Exercise description | Could you return every line of the listing below, unchanged and in the same order?

+ + +

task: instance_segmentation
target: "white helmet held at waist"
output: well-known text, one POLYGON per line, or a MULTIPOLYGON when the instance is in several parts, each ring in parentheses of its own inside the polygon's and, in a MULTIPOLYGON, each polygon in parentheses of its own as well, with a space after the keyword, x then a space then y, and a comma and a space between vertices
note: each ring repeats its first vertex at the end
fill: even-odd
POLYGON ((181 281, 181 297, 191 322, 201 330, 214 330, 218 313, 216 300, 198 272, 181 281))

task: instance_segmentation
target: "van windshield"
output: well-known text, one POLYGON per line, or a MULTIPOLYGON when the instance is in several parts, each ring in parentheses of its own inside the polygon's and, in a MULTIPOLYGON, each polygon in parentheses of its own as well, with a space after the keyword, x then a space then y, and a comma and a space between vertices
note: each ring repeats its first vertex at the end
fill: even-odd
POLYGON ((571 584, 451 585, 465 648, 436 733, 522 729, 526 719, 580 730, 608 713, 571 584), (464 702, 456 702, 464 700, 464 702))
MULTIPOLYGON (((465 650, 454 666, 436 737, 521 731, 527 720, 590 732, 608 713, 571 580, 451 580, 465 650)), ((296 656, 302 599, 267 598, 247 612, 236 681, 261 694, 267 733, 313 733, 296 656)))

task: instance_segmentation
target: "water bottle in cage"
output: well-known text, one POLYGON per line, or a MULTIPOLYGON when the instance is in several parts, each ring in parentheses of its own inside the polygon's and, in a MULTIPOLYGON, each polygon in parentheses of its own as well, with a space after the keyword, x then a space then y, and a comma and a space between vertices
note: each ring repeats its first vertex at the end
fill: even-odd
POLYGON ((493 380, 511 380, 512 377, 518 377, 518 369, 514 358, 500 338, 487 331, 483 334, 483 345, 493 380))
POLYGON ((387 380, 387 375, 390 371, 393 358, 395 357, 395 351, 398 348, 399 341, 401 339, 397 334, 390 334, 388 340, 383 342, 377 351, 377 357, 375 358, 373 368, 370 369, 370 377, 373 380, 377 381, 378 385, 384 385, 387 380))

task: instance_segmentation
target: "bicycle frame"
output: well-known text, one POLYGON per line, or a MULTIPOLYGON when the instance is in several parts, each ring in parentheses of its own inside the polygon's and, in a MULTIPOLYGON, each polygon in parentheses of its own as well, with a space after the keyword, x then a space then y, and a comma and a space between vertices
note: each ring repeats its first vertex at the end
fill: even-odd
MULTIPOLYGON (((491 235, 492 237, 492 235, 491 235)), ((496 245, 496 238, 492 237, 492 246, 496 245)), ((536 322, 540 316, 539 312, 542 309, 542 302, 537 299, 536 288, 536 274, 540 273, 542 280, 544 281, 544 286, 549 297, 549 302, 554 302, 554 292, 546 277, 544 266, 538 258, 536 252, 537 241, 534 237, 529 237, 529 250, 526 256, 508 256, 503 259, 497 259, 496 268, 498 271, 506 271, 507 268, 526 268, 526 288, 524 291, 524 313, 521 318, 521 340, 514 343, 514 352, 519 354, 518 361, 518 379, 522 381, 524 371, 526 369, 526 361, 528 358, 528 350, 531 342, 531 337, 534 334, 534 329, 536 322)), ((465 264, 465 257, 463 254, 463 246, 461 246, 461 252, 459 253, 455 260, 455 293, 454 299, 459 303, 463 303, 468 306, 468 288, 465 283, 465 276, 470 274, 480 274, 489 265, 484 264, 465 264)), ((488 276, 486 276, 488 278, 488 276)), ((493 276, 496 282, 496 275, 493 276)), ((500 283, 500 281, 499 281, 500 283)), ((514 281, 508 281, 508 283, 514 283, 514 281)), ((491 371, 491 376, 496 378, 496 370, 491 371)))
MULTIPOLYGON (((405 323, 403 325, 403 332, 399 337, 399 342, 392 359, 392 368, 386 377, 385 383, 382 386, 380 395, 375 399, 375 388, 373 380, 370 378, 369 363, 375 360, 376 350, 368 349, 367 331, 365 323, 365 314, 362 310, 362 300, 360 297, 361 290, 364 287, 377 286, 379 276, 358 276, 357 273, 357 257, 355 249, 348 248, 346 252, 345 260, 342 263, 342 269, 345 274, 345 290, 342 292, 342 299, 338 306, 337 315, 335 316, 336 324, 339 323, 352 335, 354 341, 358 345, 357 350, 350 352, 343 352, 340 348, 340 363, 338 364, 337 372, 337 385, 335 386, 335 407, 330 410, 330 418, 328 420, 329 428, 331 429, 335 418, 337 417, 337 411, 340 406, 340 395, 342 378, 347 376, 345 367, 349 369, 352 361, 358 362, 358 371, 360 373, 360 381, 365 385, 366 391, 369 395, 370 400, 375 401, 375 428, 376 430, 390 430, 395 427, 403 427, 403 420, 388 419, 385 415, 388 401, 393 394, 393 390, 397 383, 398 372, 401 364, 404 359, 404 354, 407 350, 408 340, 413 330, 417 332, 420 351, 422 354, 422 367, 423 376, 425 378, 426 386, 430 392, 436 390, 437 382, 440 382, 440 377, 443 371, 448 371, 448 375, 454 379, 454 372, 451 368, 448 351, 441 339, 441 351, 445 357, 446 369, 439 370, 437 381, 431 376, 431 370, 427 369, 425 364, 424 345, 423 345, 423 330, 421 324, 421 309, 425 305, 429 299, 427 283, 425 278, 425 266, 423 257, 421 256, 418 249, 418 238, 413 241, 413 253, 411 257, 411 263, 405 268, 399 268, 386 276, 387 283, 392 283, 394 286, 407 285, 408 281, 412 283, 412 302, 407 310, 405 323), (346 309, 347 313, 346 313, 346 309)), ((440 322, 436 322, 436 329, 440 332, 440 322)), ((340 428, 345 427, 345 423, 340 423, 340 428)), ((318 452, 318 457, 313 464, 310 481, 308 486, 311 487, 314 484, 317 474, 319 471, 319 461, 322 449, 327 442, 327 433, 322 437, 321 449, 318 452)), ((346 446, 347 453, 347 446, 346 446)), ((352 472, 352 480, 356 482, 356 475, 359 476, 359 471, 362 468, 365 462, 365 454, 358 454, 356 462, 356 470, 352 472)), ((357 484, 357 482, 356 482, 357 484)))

+ + +

Completed task |
task: instance_segmentation
target: "white helmet held at waist"
output: well-known text, one POLYGON per line, or a MULTIPOLYGON when the instance is in several parts, each ring in parentheses of its own inside the polygon's and, in a MULTIPOLYGON, each polygon in parentheses of its own as well, with a space after the keyword, x then a space then y, and a comma and a space between vertices
note: each ring repeats its first vertex at the end
fill: even-odd
POLYGON ((181 281, 181 297, 191 322, 201 330, 214 330, 218 313, 216 300, 198 272, 181 281))

task: instance_segmentation
target: "van windshield"
output: well-known text, one POLYGON per line, or a MULTIPOLYGON when the instance is in several parts, each ring in parentheses of its own inside the polygon's and, in a MULTIPOLYGON, each polygon in parentheses of its own as well, with a space after the keyword, x then a space then y, and a comma and a space between vertices
note: each ring repeats its first vertex at the end
fill: even-odd
POLYGON ((571 584, 451 585, 465 648, 436 733, 522 729, 526 719, 580 730, 608 713, 571 584), (464 702, 456 702, 464 700, 464 702))
MULTIPOLYGON (((465 650, 454 666, 436 737, 521 731, 527 720, 590 732, 608 713, 571 580, 451 580, 465 650)), ((296 656, 302 599, 267 598, 247 612, 236 681, 261 694, 267 733, 313 733, 296 656)))

task: instance_segmentation
target: "water bottle in cage"
output: well-known text, one POLYGON per line, or a MULTIPOLYGON when the instance is in several parts, each ring in parentheses of its own inside the polygon's and, in a MULTIPOLYGON, each polygon in parentheses of its own as well, with a space after the keyword, x then a space then y, and a comma and a space between vertices
note: each ring repeats its first vertex at the end
fill: even-odd
POLYGON ((493 380, 511 380, 512 377, 518 377, 518 369, 514 358, 500 338, 487 331, 483 334, 483 345, 493 380))
POLYGON ((387 380, 387 375, 390 371, 393 358, 395 357, 395 351, 398 348, 399 341, 401 339, 397 334, 390 334, 388 340, 383 342, 377 351, 377 357, 375 358, 373 368, 370 369, 370 377, 373 380, 377 381, 378 385, 384 385, 387 380))

task: instance_segmentation
target: "bicycle frame"
output: well-known text, one POLYGON per line, or a MULTIPOLYGON when the instance is in several parts, each ring in parentheses of its own inside the polygon's and, in a MULTIPOLYGON, each polygon in parentheses of its own as well, with a space after the keyword, x then a space then y, and a comma and a space between vertices
note: each ring repeats its first vertex at the end
fill: even-odd
MULTIPOLYGON (((491 235, 492 237, 492 235, 491 235)), ((496 245, 496 238, 492 237, 492 246, 496 245)), ((536 322, 540 316, 539 312, 542 309, 542 302, 537 299, 536 288, 536 274, 540 273, 542 280, 544 281, 544 286, 549 297, 549 302, 554 302, 554 292, 546 277, 544 266, 538 258, 536 252, 537 241, 534 237, 529 237, 529 250, 526 256, 508 256, 503 259, 497 259, 496 268, 498 271, 506 271, 507 268, 526 268, 526 288, 524 291, 524 313, 521 318, 521 340, 514 343, 514 352, 519 354, 518 361, 518 379, 522 381, 524 371, 526 369, 526 361, 528 358, 528 350, 531 342, 531 337, 534 334, 534 329, 536 322)), ((465 264, 465 257, 463 254, 463 246, 461 246, 461 252, 459 253, 455 260, 455 293, 454 299, 459 303, 463 303, 468 306, 468 288, 465 283, 465 276, 470 274, 480 274, 489 265, 484 264, 465 264)), ((488 276, 486 276, 488 278, 488 276)), ((493 276, 496 282, 496 275, 493 276)), ((500 283, 500 281, 499 281, 500 283)), ((514 281, 508 281, 508 283, 514 283, 514 281)), ((491 371, 491 376, 496 378, 496 370, 491 371)))
MULTIPOLYGON (((405 323, 403 325, 403 332, 399 337, 399 342, 392 359, 392 368, 386 377, 385 383, 382 386, 380 395, 375 399, 375 388, 373 380, 370 378, 369 363, 375 360, 376 350, 368 349, 367 331, 365 323, 365 314, 362 310, 362 300, 360 297, 361 290, 364 287, 377 286, 379 276, 358 276, 357 273, 357 257, 355 249, 348 248, 346 252, 345 260, 342 263, 342 269, 345 274, 345 290, 342 292, 342 299, 338 306, 337 315, 335 316, 336 324, 339 323, 352 335, 354 341, 358 345, 357 350, 350 352, 343 352, 340 348, 340 363, 338 364, 337 372, 337 385, 335 386, 335 407, 330 410, 330 418, 328 420, 329 428, 331 429, 335 418, 337 417, 337 411, 340 406, 340 395, 342 378, 347 376, 345 367, 349 369, 352 361, 358 362, 358 371, 360 373, 360 381, 365 385, 366 391, 369 395, 370 400, 375 401, 375 428, 376 430, 390 430, 395 427, 403 427, 403 420, 388 419, 385 415, 388 401, 393 394, 393 390, 397 383, 398 372, 401 364, 404 359, 404 354, 407 350, 408 340, 413 330, 417 332, 420 351, 422 354, 422 367, 423 376, 425 378, 426 386, 430 392, 436 390, 437 382, 440 382, 440 377, 443 371, 448 371, 448 375, 454 379, 454 372, 451 368, 448 351, 441 339, 441 351, 445 357, 446 369, 439 370, 437 381, 431 376, 431 370, 427 369, 425 364, 424 345, 423 345, 423 330, 421 324, 421 309, 425 305, 429 299, 427 283, 425 278, 425 266, 423 257, 421 256, 418 249, 418 238, 413 241, 413 253, 411 257, 411 263, 405 268, 399 268, 386 276, 387 283, 392 283, 394 286, 407 285, 408 281, 412 283, 412 302, 407 310, 405 323), (346 309, 347 313, 346 313, 346 309)), ((440 322, 436 322, 436 329, 440 332, 440 322)), ((340 428, 345 427, 345 423, 340 423, 340 428)), ((318 452, 318 457, 313 464, 310 481, 308 486, 311 487, 314 484, 317 474, 319 471, 319 461, 322 449, 327 442, 327 433, 322 437, 321 449, 318 452)), ((346 446, 347 453, 347 446, 346 446)), ((352 472, 352 480, 356 482, 356 475, 359 476, 359 471, 362 468, 365 462, 365 454, 358 454, 356 462, 356 470, 352 472)), ((357 484, 357 482, 356 482, 357 484)))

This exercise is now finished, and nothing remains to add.